(Data Opens)
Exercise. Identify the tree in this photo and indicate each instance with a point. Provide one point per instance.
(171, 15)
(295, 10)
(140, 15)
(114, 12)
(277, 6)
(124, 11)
(Data Closes)
• **Your instructions**
Having read the records above, reproduce each one exactly.

• **Exercise answer**
Exercise. Identify the tree in this photo and indicate each instance with a point. Provide one point per instance.
(171, 15)
(295, 10)
(140, 15)
(114, 12)
(277, 6)
(124, 11)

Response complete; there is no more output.